◆ Task instructions: The complete listing should be restated word for word.

▽

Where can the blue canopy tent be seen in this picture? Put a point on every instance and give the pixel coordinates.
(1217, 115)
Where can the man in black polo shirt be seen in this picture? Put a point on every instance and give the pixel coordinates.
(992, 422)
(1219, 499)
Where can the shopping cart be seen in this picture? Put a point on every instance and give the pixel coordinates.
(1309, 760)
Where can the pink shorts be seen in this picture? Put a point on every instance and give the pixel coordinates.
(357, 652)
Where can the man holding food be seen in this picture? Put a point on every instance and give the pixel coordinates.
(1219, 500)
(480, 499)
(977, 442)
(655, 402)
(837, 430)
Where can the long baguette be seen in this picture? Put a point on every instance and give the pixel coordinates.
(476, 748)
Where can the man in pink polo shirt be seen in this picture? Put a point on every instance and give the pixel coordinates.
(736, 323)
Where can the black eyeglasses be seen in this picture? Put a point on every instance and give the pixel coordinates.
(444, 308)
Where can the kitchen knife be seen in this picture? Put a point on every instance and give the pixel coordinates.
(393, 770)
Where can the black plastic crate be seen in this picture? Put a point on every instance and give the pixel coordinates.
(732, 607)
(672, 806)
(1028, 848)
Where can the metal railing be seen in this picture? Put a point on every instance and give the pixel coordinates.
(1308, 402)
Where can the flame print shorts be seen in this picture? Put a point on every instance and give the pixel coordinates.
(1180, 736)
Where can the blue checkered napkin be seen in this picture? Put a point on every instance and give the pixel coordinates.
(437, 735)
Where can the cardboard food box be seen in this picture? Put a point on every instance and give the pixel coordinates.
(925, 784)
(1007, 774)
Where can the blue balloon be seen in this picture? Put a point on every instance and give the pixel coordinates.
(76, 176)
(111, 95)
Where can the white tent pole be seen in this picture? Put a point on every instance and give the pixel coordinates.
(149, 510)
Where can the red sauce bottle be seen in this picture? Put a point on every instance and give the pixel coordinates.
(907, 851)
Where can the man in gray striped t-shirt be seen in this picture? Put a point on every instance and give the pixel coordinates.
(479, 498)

△

◆ Result of the task:
Where can the blue canopy tent be seen in this picture? Put a point on every instance and give the pixel coordinates.
(1217, 115)
Where can the man in black polo shirt be seen in this picture? Put a point on every instance and give the pixel coordinates.
(992, 422)
(1219, 499)
Where can the shopping cart be seen in this picture? Put a point on every instance and give the pixel coordinates.
(1309, 760)
Where can the pink shorts be seen in this picture? Put a point on every instance and give the pixel coordinates.
(357, 652)
Where can the man holding food be seen in this picture? Put a point on every instance and give the pixel coordinates.
(1219, 500)
(480, 499)
(977, 442)
(655, 402)
(837, 430)
Where can the long baguette be seen in this picture? Put a point on every instance and give the pixel coordinates.
(476, 748)
Where can the man in pink polo shirt be seen in this picture? Put a point on every instance and give the pixel coordinates.
(736, 323)
Where can the black eyeglasses be seen in this picture? Put a point on every instance and give the pixel coordinates.
(444, 308)
Where can the kitchen knife be seen in this picture? Put a point on every instance and give the pixel coordinates.
(393, 770)
Where can the black plastic crate be seen in this picture? Put a point on every instance and give the pixel coordinates.
(732, 607)
(672, 806)
(1028, 848)
Where can the metal railing be seen in this picture? Put a point on every instance and give the pixel coordinates.
(1308, 402)
Where can the flame print shorts be seen in this picture? Put a point on every instance and give the pixel coordinates.
(1180, 736)
Where can the blue checkered napkin be seen in this picture? Put a point on every instance and give the pixel coordinates.
(437, 735)
Where can the cardboard food box be seen in this picture? Put a point on every instance and give the pixel coordinates.
(925, 784)
(1007, 774)
Where can the blue balloon be seen in this picture? Put a point on every instance and give the pixel coordinates.
(76, 176)
(111, 95)
Where can the white tent pole be seen in this picture? Put a point on every instance and give the pixel coordinates.
(149, 510)
Where can the red sauce bottle be seen in this picture? Put a point on every instance and give the pixel coordinates.
(907, 851)
Where can the man in gray striped t-shirt be seen in this picture? Put a point on every instance and give the pixel coordinates.
(479, 498)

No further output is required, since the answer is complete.